● Source:
┌────────

# Fond ecrtan ou screensaver animé nature ?



## vampire1976 (3 Avril 2008)

je recherche des wallpaper ou screensaver animés qui puissent montrer l'espace, la nature, les vagues ou la mer... enfin un peu tout ce qui concerne la nature.

J'ai ce qu'il faut pour mettre le screensaver en fond d'écran. merci.

J'ai beau chercher je trouve rien pour mac.


----------



## Anonyme (5 Avril 2008)

Bonjour, 
va voir là    http://www.giveawayoftheday.com/freeware/screensaver/mac 
il y a un truc "space screensaver"...
mais j'ai juste donné l'adresse, je ne sais rien du contenu...
en espérant que ce la convienne


----------



## Anonyme (5 Avril 2008)

et là http://www.360parks.com/downloads_screensavers.shtml
sur le grand canyon...


----------



## vampire1976 (11 Avril 2008)

Merci mais aucun fonctionne


----------



## twoDsquare (19 Avril 2008)

Bonjour,
mais franchement je trouve que les screensavers que Apple propose sont pas mal.. on trouve pas d'aussi belles photos de Nature sur le net en plus (>dans "préférences" puis "économiseurs d'écran" puis l'onglet "images" ;-) ).
Si ca t'intéresse par contre j'ai trouvé un moyen pour récupéré chacune des photos en "individuelle" si tu voudras ensuite les mettre en fond d'écran. +


----------

└────────

● Consigne 1: Reproduisez à l'identique le passage de la discussion sur les fonds d'écran animés qui va de "# Fond ecrtan" jusqu'à "rien pour mac.", bornes comprises.
Le listing n'a aucun lien avec cette discussion.

[Entrées de repérage d'emplacements]
┌────────

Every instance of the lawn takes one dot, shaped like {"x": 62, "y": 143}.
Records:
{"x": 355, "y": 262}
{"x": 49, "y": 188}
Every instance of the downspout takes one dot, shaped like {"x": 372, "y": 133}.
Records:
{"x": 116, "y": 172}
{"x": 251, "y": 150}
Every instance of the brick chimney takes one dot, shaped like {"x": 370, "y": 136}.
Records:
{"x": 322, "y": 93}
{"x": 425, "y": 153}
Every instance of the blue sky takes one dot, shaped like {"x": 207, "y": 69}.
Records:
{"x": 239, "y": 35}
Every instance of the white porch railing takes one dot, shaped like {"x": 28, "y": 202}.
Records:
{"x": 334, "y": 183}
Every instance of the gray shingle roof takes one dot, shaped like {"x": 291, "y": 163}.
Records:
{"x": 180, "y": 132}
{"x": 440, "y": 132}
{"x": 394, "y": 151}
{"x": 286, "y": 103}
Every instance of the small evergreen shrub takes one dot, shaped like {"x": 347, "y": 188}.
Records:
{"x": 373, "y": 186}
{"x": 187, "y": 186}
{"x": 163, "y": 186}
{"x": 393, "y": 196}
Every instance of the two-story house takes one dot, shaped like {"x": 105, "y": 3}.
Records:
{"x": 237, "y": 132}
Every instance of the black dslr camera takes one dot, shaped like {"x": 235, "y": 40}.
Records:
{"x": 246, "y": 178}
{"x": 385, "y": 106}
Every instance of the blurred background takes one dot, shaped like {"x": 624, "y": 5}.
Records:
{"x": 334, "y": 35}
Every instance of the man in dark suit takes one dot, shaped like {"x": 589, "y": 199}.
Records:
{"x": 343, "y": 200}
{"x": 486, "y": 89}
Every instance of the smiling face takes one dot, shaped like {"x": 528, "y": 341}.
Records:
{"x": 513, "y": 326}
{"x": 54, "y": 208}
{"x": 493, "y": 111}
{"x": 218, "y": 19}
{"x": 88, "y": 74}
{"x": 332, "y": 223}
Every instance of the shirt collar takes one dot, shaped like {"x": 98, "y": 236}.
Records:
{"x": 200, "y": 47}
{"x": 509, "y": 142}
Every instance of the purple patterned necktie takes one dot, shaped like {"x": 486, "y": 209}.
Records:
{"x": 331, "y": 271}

└────────

● Consigne 2: Modifiez le passage du listing allant de la ligne qui contient "Every instance of the smiling" jusqu'à la fin du listing, bornes comprises, en remplaçant "takes one dot" par "gets one dot" sans rien changer d'autre. Ne redonnez que ce passage.

● Réponse 1:
# Fond ecrtan ou screensaver animé nature ?



## vampire1976 (3 Avril 2008)

je recherche des wallpaper ou screensaver animés qui puissent montrer l'espace, la nature, les vagues ou la mer... enfin un peu tout ce qui concerne la nature.

J'ai ce qu'il faut pour mettre le screensaver en fond d'écran. merci.

J'ai beau chercher je trouve rien pour mac.

● Réponse 2:
Every instance of the smiling face gets one dot, shaped like {"x": 528, "y": 341}.
Records:
{"x": 513, "y": 326}
{"x": 54, "y": 208}
{"x": 493, "y": 111}
{"x": 218, "y": 19}
{"x": 88, "y": 74}
{"x": 332, "y": 223}
Every instance of the shirt collar gets one dot, shaped like {"x": 98, "y": 236}.
Records:
{"x": 200, "y": 47}
{"x": 509, "y": 142}
Every instance of the purple patterned necktie gets one dot, shaped like {"x": 486, "y": 209}.
Records:
{"x": 331, "y": 271}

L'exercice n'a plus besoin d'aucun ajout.